▸ **ASSIGNMENT**:
Output all the records below, word for word.

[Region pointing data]
________________

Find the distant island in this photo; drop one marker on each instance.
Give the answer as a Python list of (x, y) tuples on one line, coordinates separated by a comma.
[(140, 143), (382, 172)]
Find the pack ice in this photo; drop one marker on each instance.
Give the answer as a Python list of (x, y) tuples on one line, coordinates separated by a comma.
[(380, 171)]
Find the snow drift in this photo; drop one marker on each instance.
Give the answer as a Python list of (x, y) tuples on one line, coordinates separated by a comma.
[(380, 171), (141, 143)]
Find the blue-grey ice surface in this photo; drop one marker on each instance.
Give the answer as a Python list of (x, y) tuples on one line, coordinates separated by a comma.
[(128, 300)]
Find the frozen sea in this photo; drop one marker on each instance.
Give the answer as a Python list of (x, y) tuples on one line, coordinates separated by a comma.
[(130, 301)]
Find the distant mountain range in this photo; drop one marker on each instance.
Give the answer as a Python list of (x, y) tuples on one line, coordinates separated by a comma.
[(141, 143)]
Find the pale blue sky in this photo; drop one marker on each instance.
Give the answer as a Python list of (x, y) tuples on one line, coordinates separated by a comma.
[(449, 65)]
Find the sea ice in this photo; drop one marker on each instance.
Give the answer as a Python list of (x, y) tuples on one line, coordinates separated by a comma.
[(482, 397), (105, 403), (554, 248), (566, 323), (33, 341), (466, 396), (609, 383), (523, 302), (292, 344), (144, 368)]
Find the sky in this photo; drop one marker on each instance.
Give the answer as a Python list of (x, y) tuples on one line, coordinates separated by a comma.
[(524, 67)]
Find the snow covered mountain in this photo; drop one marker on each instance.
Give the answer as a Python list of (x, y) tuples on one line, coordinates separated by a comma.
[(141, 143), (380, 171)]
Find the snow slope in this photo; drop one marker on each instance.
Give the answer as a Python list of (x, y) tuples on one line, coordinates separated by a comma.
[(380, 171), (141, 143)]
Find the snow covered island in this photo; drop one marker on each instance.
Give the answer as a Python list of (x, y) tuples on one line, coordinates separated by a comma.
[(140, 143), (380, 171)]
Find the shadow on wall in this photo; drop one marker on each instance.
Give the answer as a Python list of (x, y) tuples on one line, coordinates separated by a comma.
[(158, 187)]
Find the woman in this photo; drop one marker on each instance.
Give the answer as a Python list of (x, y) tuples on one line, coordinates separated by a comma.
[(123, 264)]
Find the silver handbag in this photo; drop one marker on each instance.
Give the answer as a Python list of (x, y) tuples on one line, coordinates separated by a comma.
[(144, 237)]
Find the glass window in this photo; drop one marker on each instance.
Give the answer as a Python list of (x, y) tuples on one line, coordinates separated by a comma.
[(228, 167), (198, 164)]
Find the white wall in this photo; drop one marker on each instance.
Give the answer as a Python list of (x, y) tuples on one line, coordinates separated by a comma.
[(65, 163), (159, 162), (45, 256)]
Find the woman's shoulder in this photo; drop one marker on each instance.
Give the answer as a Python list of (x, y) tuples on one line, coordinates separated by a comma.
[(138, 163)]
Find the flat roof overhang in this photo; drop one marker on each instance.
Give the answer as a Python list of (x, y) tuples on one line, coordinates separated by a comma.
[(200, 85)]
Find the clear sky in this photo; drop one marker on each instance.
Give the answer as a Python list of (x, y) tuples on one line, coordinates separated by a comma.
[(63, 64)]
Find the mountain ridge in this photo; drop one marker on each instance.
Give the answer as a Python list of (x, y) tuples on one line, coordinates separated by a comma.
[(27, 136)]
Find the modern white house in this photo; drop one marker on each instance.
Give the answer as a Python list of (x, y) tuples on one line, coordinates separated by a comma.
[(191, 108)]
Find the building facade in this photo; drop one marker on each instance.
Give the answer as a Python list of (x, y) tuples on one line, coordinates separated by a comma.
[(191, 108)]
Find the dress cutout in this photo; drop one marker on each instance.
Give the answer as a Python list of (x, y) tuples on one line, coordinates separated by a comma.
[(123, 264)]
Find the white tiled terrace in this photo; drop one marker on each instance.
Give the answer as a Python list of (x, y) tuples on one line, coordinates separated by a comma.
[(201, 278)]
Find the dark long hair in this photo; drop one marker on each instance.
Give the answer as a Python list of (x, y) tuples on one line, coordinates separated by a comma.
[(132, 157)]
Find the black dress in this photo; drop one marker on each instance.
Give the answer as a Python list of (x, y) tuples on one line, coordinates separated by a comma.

________________

▸ **EXERCISE ANSWER**:
Find the distant island in this photo; drop one marker on each instance.
Give the answer as a Python list of (x, y) tuples on one line, coordinates separated by a comma.
[(140, 143), (382, 172)]
Find the pack ice in this photo; drop one marker on each instance.
Give the answer as a Python list of (x, y) tuples on one line, coordinates separated by a comma.
[(380, 171)]
Find the snow drift in this photo; drop one marker on each instance.
Give the answer as a Python list of (x, y) tuples on one line, coordinates separated by a comma.
[(380, 171), (141, 143)]
Find the blue-grey ice surface in this photo; drop one marker on each instance.
Give the answer as a Python list of (x, y) tuples on one line, coordinates separated by a comma.
[(128, 300)]
Find the frozen sea in this photo; drop one marker on each instance.
Give the answer as a Python list of (x, y) tuples on one line, coordinates separated by a comma.
[(130, 301)]
Find the distant mountain range in this photo; drop one marker on each instance.
Give the answer as a Python list of (x, y) tuples on one line, coordinates separated by a comma.
[(141, 143)]
Find the pale blue sky in this photo; drop one marker on each instance.
Give the answer as a Python list of (x, y) tuples on one line, coordinates separated by a comma.
[(449, 65)]
Find the sea ice in this photo; drop one marker on each instance.
Give the answer as a Python list of (x, y) tuples on one line, coordinates separated by a comma.
[(482, 397), (105, 403), (554, 248), (566, 323), (33, 341), (466, 396), (609, 383), (523, 302), (292, 344), (144, 368)]
Find the sky in this photo; drop one marker on each instance.
Give the answer as a Python list of (x, y) tuples on one line, coordinates separated by a comma.
[(524, 67)]
Find the snow covered mountain in this photo; drop one marker on each instance.
Give the answer as a Python list of (x, y) tuples on one line, coordinates separated by a comma.
[(141, 143), (380, 171)]
Find the snow slope in this photo; drop one marker on each instance.
Give the answer as a Python list of (x, y) tuples on one line, coordinates separated by a comma.
[(380, 171), (141, 143)]
Find the snow covered island in this photo; drop one marker on each instance.
Give the answer as a Python list of (x, y) tuples on one line, coordinates separated by a comma.
[(140, 143), (380, 171)]
Find the shadow on wall in this photo; drop one marker on each instance.
Give the answer as a Python list of (x, y) tuples on one line, coordinates separated by a comma.
[(158, 187)]
Find the woman in this photo; drop one marker on each instance.
Give the answer as a Python list of (x, y) tuples on one line, coordinates separated by a comma.
[(123, 264)]
Find the silver handbag in this photo; drop one marker on each instance.
Give the answer as a Python list of (x, y) tuples on one line, coordinates separated by a comma.
[(144, 237)]
Find the glass window in this photo; drop one marker on each instance.
Give the answer as a Python list of (x, y) tuples on one line, coordinates separated by a comma.
[(228, 167), (198, 164)]
Find the white wall in this photo; drop one marker on each instance.
Give the answer as a Python list of (x, y) tuples on one line, coordinates separated by a comma.
[(65, 163), (159, 162), (45, 256)]
Find the woman's shoulder in this photo; drop one marker on each instance.
Give the answer as a Python list of (x, y) tuples on one line, coordinates separated by a comma.
[(138, 163)]
Find the flat roof overhang in this photo; drop one marker on each instance.
Give the answer as a Python list of (x, y) tuples on one line, coordinates separated by a comma.
[(200, 85)]
Find the clear sky in this photo; drop one marker on each instance.
Give the answer as a Python list of (x, y) tuples on one line, coordinates separated by a comma.
[(63, 64)]
Find the mountain ridge in this photo; drop one marker on each instance.
Give the answer as a Python list of (x, y) tuples on one line, coordinates separated by a comma.
[(27, 136)]
Find the modern white house in this photo; drop one marker on each instance.
Give the answer as a Python list of (x, y) tuples on one line, coordinates separated by a comma.
[(191, 108)]
Find the building facade in this photo; drop one marker on each instance.
Give the answer as a Python list of (x, y) tuples on one line, coordinates separated by a comma.
[(191, 108)]
Find the dress cutout in this photo; drop one marker on each instance.
Give the answer as a Python list of (x, y) tuples on one line, coordinates separated by a comma.
[(123, 264)]
Find the white tiled terrace in this photo; drop one marker on each instance.
Give the answer as a Python list of (x, y) tuples on one line, coordinates separated by a comma.
[(201, 278)]
Find the dark long hair in this photo; drop one marker on each instance.
Give the answer as a Python list of (x, y) tuples on one line, coordinates separated by a comma.
[(132, 157)]
Find the black dress in this photo; drop one marker on each instance.
Give the answer as a Python list of (x, y) tuples on one line, coordinates separated by a comma.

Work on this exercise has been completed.